Work to complete
Without skipping anything, write out each record below exactly.

Data records
* * * * *

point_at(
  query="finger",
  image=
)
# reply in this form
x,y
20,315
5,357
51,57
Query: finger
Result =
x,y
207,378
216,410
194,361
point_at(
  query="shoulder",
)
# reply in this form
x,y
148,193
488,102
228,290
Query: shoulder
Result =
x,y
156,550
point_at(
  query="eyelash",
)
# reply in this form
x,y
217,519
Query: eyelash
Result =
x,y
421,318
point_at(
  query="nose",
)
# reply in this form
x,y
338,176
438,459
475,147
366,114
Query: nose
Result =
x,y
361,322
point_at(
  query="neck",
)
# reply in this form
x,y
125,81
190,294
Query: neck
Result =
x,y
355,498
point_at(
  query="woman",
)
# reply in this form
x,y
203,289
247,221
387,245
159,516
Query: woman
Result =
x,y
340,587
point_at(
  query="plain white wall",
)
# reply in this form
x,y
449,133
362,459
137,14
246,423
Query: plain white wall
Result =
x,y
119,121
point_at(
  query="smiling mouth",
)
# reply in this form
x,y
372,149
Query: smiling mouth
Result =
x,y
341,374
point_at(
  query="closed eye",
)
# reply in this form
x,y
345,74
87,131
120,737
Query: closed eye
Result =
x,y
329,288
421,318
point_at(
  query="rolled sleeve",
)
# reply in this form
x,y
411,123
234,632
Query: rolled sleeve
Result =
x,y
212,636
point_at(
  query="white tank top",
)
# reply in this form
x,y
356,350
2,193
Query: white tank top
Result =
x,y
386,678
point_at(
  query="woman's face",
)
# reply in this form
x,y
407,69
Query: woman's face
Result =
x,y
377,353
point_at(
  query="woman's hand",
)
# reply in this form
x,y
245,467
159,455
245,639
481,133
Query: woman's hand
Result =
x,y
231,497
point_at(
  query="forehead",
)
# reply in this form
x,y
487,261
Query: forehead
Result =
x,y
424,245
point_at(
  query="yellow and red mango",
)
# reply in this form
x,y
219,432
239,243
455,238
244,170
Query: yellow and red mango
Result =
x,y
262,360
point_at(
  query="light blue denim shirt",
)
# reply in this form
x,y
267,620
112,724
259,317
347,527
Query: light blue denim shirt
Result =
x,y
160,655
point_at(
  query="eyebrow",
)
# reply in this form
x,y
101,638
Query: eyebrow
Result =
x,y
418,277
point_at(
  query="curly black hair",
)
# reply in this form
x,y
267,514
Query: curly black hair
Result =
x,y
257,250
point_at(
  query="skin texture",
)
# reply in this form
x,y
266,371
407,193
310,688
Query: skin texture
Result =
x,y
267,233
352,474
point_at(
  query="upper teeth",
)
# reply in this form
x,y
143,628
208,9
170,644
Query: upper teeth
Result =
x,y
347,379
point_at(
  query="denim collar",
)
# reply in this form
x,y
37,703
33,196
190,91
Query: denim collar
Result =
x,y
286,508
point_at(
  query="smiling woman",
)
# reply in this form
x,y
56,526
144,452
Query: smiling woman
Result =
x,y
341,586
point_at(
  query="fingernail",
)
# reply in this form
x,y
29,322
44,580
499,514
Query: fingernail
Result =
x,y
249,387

* * * * *

Solved problem
point_at(
  query="finger",
  image=
)
# reply in this form
x,y
20,315
5,357
51,57
Query: finger
Result =
x,y
207,378
216,410
194,361
point_at(
  query="shoulder",
)
# reply in this form
x,y
148,193
488,102
228,290
Query: shoulder
Result =
x,y
156,550
point_at(
  query="eyelash",
)
# reply in this form
x,y
217,519
Query: eyelash
Result =
x,y
421,318
point_at(
  query="nose",
)
# reply in this form
x,y
338,176
438,459
475,147
366,114
Query: nose
Result =
x,y
361,322
point_at(
  query="neck",
)
# reply in this form
x,y
125,81
190,294
Query: neck
Result =
x,y
355,498
point_at(
  query="woman",
)
# reply in this form
x,y
203,289
247,221
387,245
159,516
Query: woman
Result =
x,y
340,587
point_at(
  query="plain white wall",
)
# reply in this form
x,y
449,133
362,459
137,14
246,423
Query: plain white wall
Result =
x,y
119,121
point_at(
  query="smiling mouth",
)
# reply in this form
x,y
372,149
Query: smiling mouth
Result =
x,y
341,374
point_at(
  query="closed eye",
)
# reply in this form
x,y
345,74
87,131
120,737
Query: closed eye
Result =
x,y
329,288
421,318
point_at(
  query="rolled sleeve",
)
# reply in this form
x,y
411,123
234,632
Query: rolled sleeve
Result =
x,y
212,636
point_at(
  query="white tank top",
)
# reply in this form
x,y
356,350
2,193
Query: white tank top
Result =
x,y
386,678
point_at(
  query="woman's face",
)
# reply in this form
x,y
407,69
Query: woman's face
Result =
x,y
377,353
point_at(
  query="woman's hand",
)
# reply in this form
x,y
245,467
159,455
245,639
481,133
Query: woman's hand
Result =
x,y
231,497
point_at(
  query="forehead",
)
# reply in this form
x,y
487,261
Query: forehead
Result =
x,y
424,245
point_at(
  query="yellow and red mango",
)
# reply in this form
x,y
219,432
239,243
455,238
244,170
Query: yellow and red mango
Result =
x,y
262,360
point_at(
  query="light blue denim shirt",
)
# reply in this form
x,y
267,620
112,724
259,317
347,527
Query: light blue denim shirt
Result =
x,y
160,655
point_at(
  query="eyebrow",
)
# reply in this form
x,y
101,638
Query: eyebrow
Result =
x,y
418,277
point_at(
  query="curly black hair",
)
# reply in this form
x,y
267,514
Query: curly black hair
Result =
x,y
257,250
point_at(
  query="skin texture",
)
# reply in this form
x,y
266,371
407,193
310,688
Query: skin texture
Result =
x,y
267,233
352,474
point_at(
  query="upper teeth",
)
# reply in this form
x,y
143,628
208,9
170,644
Query: upper teeth
Result =
x,y
347,379
point_at(
  query="denim collar",
)
# reply in this form
x,y
37,703
33,196
190,91
Query: denim collar
Result =
x,y
286,508
point_at(
  query="smiling woman",
)
# reply in this form
x,y
56,526
144,452
Query: smiling woman
Result =
x,y
341,586
point_at(
  query="fingernail",
)
# reply in this form
x,y
29,322
44,580
499,514
Query: fingernail
Result =
x,y
249,387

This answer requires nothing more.